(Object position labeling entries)
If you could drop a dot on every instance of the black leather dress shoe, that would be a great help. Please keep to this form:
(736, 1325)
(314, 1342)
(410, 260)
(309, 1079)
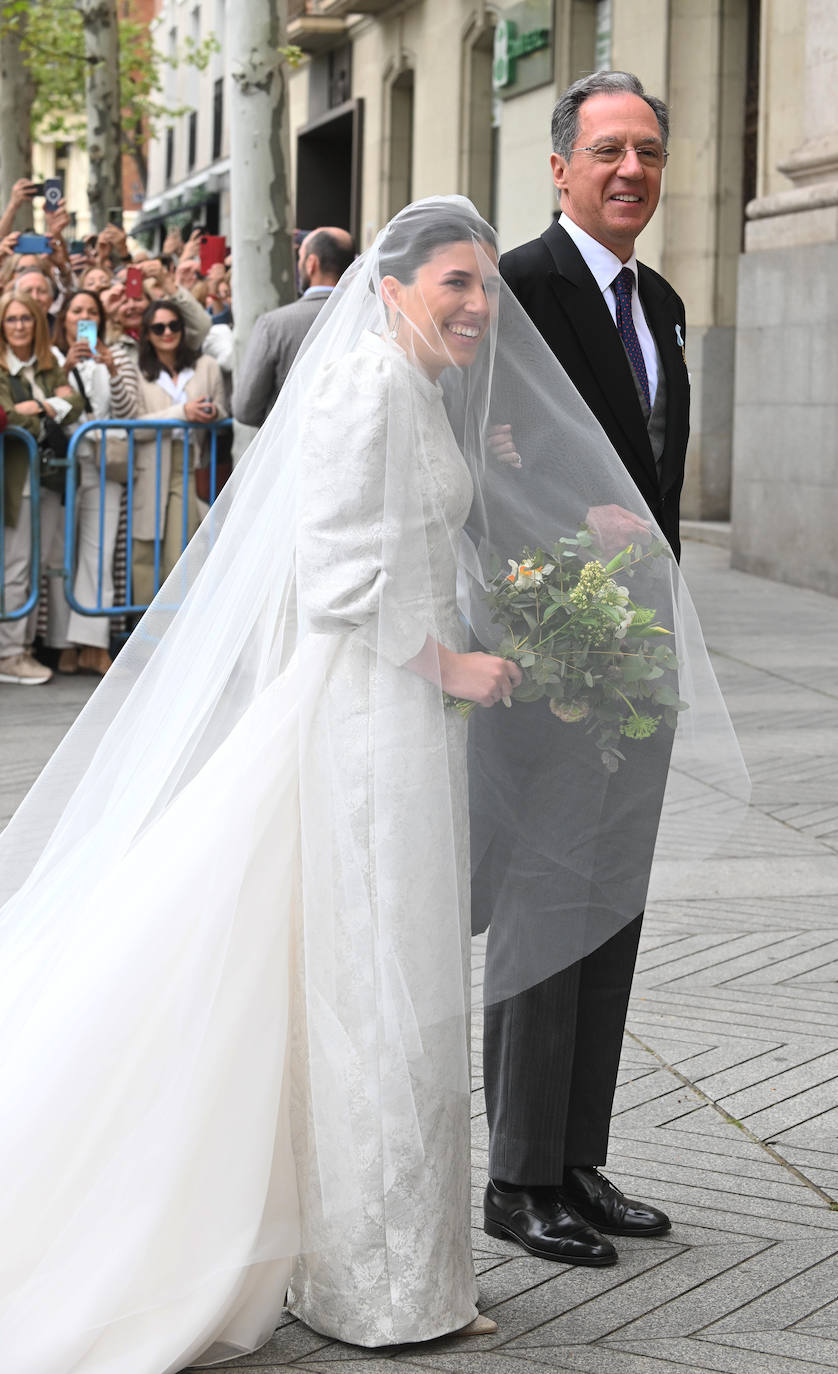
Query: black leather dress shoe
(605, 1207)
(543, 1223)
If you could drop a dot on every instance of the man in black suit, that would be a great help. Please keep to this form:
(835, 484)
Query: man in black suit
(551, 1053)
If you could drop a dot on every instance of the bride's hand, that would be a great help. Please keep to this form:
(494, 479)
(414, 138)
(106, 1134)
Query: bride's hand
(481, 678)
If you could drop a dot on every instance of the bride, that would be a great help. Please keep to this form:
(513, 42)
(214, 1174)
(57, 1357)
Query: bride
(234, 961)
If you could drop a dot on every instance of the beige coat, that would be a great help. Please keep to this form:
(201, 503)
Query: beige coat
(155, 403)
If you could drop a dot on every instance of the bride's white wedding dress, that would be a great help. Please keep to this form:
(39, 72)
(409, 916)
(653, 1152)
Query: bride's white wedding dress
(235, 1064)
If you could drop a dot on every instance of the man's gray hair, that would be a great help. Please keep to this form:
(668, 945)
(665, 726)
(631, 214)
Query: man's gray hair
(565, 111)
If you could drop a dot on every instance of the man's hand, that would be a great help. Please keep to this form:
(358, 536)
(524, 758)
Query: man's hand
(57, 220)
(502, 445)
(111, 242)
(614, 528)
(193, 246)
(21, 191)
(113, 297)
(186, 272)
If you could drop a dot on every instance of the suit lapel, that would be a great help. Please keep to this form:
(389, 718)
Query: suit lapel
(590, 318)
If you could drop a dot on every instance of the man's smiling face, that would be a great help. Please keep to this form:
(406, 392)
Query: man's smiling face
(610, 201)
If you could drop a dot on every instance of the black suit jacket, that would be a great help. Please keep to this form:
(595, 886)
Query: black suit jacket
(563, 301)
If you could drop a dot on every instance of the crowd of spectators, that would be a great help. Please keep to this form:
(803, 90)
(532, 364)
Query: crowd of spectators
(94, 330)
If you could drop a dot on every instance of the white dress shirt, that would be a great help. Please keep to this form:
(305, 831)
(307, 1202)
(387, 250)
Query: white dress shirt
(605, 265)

* * *

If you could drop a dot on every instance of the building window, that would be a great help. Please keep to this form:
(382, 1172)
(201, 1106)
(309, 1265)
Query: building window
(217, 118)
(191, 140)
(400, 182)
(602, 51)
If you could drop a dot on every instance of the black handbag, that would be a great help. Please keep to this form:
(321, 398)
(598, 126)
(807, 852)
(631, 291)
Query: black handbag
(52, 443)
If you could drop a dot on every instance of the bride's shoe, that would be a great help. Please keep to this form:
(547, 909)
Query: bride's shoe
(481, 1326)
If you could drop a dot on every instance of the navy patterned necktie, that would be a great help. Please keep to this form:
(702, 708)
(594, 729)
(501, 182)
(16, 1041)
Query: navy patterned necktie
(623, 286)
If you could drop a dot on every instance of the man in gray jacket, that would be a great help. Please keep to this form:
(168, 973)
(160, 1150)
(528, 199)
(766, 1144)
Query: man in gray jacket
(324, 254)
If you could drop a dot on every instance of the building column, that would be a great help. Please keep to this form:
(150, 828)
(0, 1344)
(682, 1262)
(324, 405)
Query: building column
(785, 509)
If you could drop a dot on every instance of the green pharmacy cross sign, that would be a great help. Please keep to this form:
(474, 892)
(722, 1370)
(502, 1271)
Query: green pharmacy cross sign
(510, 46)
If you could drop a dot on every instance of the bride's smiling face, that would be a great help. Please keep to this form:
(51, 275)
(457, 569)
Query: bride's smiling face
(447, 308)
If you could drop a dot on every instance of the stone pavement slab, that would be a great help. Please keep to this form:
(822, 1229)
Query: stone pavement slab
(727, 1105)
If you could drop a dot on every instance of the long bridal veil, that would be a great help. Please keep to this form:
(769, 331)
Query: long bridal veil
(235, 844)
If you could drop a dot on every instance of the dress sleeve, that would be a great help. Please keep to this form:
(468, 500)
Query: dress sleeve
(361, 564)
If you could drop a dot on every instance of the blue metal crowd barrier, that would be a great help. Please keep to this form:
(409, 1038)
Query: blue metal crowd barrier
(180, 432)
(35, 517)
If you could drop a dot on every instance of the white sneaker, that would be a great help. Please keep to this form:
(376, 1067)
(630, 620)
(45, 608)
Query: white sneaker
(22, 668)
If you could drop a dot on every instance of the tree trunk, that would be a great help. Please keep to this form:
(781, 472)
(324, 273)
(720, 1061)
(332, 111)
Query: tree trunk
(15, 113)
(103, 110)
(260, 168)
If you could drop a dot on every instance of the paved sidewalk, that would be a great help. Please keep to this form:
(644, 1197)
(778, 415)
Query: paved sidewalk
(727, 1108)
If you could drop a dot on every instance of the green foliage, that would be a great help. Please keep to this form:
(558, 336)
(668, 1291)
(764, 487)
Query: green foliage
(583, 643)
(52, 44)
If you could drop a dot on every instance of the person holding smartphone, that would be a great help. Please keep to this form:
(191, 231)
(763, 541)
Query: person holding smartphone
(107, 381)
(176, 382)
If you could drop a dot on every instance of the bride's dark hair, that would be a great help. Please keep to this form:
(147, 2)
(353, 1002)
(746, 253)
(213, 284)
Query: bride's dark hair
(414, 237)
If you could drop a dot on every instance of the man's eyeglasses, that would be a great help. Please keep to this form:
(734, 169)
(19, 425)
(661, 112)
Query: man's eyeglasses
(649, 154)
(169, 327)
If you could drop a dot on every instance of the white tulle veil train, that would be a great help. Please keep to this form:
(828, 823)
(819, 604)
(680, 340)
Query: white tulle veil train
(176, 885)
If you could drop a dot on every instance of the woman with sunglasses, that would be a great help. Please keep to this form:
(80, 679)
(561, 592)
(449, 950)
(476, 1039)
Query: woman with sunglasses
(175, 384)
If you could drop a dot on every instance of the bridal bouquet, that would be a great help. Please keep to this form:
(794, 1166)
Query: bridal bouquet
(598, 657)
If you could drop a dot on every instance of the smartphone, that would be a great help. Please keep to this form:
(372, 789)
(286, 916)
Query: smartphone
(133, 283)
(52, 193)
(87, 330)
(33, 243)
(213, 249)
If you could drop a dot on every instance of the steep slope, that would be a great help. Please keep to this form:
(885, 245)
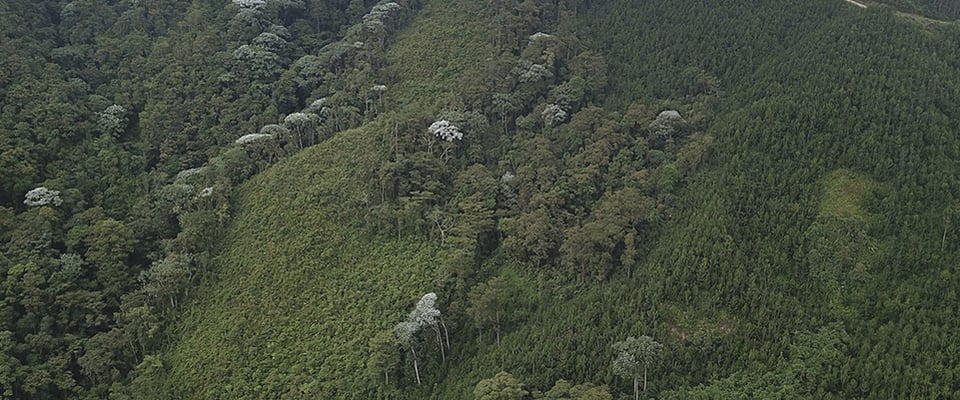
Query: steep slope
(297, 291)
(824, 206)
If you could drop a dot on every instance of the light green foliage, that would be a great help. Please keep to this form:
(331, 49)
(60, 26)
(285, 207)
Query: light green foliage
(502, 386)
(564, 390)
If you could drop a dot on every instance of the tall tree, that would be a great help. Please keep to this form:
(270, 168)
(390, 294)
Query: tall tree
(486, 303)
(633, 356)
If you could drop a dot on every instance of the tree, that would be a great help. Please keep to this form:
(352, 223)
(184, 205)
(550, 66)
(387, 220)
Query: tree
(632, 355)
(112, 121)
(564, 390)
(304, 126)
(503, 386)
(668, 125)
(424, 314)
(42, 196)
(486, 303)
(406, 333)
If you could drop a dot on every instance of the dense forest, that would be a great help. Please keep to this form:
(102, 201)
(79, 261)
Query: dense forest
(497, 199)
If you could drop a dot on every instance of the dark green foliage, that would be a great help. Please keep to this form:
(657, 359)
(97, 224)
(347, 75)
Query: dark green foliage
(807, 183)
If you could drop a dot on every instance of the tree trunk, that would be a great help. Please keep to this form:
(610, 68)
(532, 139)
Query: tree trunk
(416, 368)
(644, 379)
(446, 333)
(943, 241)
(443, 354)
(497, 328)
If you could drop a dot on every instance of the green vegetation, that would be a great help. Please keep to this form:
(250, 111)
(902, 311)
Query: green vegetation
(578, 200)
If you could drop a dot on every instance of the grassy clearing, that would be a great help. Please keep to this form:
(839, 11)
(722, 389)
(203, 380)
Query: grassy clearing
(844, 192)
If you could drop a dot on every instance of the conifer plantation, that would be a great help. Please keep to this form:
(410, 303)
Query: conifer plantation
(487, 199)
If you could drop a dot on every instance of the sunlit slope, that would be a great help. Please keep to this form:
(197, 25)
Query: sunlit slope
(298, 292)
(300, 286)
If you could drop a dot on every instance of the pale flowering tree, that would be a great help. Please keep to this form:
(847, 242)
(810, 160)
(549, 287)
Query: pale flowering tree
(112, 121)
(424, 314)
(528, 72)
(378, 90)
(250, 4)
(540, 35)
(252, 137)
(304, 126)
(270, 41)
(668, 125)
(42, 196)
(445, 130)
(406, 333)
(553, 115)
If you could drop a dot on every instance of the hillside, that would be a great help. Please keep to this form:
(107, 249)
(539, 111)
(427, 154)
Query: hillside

---

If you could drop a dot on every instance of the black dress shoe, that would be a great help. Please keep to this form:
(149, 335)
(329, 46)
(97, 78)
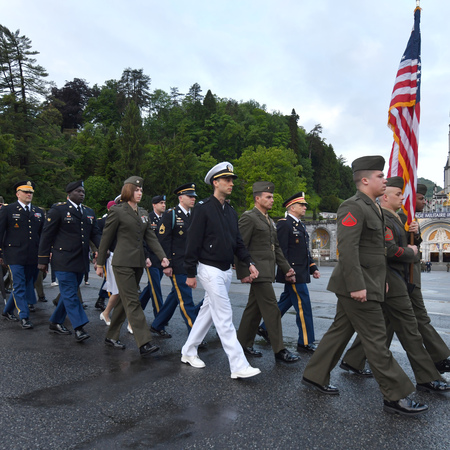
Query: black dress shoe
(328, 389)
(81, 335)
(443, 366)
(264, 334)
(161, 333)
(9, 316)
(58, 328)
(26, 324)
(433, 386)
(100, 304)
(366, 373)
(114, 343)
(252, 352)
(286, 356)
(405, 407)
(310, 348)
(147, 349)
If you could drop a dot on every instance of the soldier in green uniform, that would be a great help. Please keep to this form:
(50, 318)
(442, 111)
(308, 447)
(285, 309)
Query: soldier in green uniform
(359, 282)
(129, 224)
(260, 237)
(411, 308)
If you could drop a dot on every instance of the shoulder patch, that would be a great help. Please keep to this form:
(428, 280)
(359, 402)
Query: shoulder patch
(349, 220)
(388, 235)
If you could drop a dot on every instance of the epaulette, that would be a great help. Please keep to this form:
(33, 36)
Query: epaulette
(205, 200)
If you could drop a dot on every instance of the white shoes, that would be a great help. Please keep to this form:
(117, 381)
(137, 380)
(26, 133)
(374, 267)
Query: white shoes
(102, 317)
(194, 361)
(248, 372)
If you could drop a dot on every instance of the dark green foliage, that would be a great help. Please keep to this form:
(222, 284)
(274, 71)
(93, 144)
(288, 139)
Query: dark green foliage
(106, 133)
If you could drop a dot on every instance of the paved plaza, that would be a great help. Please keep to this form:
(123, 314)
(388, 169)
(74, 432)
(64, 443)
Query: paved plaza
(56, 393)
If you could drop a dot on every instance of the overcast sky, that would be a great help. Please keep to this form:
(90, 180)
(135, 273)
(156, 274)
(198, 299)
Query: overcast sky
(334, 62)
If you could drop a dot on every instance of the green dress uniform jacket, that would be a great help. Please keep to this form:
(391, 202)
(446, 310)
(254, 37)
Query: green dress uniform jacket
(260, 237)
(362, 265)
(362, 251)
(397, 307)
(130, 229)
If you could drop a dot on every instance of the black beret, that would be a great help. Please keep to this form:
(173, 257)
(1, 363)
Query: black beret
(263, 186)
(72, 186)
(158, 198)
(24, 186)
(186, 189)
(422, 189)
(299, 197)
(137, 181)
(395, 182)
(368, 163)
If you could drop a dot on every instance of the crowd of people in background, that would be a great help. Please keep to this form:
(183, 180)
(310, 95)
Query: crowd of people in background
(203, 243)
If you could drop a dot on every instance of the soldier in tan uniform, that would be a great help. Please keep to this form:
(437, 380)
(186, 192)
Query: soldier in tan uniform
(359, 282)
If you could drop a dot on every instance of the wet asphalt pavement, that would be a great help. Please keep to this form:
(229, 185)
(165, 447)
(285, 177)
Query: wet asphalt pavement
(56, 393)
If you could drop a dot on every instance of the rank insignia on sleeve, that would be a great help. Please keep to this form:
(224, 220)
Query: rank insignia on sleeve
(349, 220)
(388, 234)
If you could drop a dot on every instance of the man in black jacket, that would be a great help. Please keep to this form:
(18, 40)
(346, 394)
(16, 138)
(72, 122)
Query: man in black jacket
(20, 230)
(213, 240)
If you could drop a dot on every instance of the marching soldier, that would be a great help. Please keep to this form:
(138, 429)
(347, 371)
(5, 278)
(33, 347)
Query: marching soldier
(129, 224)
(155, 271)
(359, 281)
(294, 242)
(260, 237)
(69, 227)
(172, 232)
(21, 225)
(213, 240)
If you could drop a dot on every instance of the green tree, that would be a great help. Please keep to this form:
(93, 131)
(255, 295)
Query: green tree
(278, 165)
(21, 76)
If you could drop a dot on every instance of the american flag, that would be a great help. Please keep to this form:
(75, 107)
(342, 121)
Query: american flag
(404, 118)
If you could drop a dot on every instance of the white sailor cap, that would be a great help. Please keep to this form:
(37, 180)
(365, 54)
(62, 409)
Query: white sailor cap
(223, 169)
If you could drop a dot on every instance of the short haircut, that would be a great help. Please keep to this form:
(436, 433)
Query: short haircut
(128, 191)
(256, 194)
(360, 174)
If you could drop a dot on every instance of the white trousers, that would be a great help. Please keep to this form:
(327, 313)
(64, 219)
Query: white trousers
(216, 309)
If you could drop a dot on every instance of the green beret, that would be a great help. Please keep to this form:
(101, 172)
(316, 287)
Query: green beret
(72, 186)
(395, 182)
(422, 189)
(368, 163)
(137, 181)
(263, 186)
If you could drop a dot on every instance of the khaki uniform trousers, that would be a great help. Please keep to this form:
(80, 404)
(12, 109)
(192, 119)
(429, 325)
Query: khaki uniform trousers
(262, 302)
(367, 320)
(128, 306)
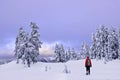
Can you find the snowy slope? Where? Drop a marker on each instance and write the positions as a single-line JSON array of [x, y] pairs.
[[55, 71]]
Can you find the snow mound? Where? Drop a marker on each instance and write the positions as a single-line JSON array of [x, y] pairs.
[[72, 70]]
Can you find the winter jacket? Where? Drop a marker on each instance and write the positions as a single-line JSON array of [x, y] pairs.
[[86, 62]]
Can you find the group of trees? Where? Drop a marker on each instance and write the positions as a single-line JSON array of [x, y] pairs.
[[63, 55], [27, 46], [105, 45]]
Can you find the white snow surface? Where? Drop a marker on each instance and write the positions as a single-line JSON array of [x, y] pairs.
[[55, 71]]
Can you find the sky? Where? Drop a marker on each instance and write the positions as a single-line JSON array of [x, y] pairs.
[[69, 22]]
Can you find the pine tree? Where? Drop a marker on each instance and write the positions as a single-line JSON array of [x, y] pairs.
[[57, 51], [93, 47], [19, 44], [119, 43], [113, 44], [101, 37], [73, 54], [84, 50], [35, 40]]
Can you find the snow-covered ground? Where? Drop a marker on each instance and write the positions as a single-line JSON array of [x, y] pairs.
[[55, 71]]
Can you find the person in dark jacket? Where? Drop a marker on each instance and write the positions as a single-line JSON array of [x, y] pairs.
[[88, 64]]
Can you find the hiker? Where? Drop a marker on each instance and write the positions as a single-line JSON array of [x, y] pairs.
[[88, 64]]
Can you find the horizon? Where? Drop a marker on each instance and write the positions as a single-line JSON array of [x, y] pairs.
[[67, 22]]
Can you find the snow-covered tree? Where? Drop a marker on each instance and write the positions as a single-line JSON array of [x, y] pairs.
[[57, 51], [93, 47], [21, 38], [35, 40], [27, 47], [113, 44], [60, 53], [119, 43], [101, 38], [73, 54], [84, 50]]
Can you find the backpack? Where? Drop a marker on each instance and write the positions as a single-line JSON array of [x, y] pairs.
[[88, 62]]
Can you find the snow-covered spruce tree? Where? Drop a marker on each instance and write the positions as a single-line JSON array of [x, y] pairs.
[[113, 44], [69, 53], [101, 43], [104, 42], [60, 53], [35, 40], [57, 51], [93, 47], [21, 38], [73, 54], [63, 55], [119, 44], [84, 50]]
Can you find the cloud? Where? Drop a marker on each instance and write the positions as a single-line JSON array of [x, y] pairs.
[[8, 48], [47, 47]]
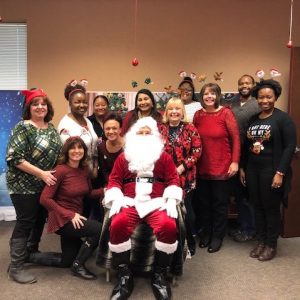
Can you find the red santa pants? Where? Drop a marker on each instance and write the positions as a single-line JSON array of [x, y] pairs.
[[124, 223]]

DESCRIPTION OF THE TASK = Copy out everything in the records from the line containing "of the sunlit" down to the line containing "Query: hillside", with both of those lines included and nothing altered.

RESPONSE TO THIS EXERCISE =
If you could drop a dot on every instance of the sunlit slope, that would be a great help. Please keep to this form:
(197, 25)
Query: sunlit slope
(298, 292)
(300, 286)
If you could drop a dot on every instance of the pale flowering tree, that would be a great help. Please keep to this form:
(847, 242)
(810, 160)
(549, 287)
Query: pale flowering tree
(112, 121)
(424, 314)
(528, 72)
(378, 90)
(250, 4)
(540, 35)
(252, 137)
(304, 126)
(270, 41)
(668, 125)
(42, 196)
(445, 130)
(406, 333)
(553, 115)
If you could drop a dot on every instance of the hillside, that would be a great help. Please keep to this form:
(107, 249)
(539, 111)
(427, 154)
Query: hillside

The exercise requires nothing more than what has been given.